(Collected data entries)
━━━━━━━━━━

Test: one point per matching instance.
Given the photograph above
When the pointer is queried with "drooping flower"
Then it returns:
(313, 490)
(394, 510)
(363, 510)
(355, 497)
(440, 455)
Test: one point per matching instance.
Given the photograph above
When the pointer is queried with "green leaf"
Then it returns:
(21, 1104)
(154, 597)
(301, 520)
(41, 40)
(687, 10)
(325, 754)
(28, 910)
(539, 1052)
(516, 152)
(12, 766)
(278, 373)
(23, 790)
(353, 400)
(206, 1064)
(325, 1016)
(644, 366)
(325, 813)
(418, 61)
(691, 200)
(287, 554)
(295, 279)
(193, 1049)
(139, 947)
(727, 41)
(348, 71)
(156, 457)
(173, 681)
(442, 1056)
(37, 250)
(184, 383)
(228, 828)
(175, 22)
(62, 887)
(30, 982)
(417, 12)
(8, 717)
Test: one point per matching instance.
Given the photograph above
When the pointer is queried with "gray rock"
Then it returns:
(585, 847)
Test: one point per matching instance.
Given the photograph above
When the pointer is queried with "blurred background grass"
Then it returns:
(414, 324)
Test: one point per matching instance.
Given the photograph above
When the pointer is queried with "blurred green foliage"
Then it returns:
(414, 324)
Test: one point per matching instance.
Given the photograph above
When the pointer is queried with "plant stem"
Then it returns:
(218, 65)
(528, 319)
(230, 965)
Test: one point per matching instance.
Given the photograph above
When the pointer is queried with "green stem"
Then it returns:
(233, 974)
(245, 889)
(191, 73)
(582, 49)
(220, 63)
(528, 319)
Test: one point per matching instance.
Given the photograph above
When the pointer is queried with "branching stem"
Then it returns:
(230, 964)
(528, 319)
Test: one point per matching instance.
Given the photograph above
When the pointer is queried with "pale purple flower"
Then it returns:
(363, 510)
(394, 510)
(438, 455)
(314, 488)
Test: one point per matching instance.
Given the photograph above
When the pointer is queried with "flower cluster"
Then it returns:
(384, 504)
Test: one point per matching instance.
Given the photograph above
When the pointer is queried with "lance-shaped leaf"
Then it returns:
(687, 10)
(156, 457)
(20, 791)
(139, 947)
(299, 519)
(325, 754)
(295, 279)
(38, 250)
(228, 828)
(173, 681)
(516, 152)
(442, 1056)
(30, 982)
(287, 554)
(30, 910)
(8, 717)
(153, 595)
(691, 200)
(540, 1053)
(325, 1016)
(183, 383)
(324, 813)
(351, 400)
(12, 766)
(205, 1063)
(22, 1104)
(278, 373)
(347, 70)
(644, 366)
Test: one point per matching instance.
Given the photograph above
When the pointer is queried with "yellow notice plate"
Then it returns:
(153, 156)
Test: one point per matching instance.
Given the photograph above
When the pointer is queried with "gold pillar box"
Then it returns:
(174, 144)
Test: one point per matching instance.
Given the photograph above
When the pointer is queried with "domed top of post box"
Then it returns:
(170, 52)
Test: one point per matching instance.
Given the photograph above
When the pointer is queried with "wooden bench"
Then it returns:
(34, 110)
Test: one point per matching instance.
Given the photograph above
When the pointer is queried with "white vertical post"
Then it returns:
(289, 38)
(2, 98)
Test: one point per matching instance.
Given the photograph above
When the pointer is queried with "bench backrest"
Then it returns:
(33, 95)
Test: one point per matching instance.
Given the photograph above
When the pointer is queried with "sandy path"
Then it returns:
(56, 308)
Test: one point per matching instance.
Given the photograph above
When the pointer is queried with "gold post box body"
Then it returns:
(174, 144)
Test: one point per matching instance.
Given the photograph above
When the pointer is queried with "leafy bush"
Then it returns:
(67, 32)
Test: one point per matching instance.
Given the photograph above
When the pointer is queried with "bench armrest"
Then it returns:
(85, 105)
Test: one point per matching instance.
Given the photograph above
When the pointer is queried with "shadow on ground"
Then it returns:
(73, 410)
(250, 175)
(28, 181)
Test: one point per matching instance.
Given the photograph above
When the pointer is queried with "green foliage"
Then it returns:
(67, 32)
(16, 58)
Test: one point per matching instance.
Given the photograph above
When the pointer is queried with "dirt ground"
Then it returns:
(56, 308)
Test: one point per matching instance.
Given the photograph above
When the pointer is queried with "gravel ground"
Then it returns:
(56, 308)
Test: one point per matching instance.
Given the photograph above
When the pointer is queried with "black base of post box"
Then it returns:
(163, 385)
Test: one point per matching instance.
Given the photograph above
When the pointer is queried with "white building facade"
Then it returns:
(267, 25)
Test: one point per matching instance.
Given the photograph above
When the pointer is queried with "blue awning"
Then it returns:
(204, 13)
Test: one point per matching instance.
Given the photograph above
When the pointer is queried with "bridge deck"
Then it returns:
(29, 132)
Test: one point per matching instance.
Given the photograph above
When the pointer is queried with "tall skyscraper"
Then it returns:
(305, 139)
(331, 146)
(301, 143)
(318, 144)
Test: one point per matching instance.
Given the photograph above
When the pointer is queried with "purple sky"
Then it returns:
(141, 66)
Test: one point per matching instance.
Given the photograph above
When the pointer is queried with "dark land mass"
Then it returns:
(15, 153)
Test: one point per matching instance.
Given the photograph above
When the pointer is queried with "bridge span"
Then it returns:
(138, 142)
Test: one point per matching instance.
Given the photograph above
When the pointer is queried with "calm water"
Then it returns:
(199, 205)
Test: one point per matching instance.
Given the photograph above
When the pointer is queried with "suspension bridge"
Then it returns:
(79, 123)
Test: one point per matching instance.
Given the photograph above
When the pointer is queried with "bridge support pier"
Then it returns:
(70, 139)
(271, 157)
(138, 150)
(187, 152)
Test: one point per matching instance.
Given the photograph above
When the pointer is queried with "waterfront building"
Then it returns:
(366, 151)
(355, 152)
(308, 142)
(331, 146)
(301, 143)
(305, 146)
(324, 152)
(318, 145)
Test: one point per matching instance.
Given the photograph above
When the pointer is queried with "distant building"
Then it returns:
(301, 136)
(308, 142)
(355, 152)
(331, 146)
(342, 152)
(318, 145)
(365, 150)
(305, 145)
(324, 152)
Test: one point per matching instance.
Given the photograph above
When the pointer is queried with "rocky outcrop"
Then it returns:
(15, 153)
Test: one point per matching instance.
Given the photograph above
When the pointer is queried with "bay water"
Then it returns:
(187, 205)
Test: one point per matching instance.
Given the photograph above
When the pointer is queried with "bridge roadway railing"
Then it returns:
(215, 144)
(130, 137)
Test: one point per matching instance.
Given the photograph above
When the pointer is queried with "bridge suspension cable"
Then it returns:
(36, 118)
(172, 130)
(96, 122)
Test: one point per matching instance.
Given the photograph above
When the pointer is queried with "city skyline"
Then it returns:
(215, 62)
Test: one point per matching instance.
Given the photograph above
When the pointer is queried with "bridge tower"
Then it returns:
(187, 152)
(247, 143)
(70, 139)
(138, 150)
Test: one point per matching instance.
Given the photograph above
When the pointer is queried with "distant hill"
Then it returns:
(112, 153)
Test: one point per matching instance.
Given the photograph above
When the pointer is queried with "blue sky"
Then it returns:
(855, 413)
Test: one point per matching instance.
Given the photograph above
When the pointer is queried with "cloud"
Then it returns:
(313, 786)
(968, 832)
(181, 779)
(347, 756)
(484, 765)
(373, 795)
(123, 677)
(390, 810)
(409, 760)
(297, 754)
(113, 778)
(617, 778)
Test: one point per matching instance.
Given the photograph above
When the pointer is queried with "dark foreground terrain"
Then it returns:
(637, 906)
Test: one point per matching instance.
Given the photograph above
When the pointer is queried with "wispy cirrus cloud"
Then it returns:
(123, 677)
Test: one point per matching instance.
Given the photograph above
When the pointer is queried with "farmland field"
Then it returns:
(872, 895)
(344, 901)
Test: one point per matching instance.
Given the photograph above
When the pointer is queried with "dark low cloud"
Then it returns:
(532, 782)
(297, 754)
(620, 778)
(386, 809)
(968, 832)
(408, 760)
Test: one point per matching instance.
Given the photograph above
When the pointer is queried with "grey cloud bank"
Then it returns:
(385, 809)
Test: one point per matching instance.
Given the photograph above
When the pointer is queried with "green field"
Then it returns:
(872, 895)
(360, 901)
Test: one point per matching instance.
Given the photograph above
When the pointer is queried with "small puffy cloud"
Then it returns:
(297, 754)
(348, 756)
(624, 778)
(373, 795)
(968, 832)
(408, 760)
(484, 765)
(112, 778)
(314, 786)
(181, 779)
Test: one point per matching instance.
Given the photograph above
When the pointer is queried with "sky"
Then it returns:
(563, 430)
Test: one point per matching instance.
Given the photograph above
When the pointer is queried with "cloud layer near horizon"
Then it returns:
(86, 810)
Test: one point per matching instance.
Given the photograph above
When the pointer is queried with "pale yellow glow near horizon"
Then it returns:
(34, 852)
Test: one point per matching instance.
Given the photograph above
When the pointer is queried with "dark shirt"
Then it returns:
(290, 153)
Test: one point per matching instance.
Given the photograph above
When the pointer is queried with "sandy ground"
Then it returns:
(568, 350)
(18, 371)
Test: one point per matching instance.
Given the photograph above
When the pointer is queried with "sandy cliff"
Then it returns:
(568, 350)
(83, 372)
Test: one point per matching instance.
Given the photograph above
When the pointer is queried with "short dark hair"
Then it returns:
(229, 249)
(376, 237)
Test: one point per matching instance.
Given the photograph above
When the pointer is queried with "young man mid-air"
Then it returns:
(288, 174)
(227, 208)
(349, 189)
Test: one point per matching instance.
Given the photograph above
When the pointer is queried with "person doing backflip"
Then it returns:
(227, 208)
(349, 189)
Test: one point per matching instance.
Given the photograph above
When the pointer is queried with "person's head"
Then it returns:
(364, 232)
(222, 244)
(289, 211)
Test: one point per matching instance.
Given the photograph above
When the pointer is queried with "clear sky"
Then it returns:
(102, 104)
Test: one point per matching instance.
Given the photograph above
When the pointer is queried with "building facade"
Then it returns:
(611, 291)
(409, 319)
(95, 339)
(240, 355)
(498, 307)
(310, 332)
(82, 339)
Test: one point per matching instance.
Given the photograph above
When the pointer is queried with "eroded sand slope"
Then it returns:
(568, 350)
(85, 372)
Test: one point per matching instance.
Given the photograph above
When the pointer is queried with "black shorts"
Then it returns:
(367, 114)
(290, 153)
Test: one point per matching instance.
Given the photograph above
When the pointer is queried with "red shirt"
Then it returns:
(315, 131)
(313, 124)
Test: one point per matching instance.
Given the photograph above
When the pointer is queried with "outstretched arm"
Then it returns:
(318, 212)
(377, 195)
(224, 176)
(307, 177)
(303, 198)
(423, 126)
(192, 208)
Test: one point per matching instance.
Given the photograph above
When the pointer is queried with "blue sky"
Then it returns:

━━━━━━━━━━

▶ What is asked
Pick out each line above that contains the string "stem", matching case exactly.

▶ The response
When the pointer is queried with "plant stem"
When the pointer is queried with "green stem"
When the pointer is queried with "branching stem"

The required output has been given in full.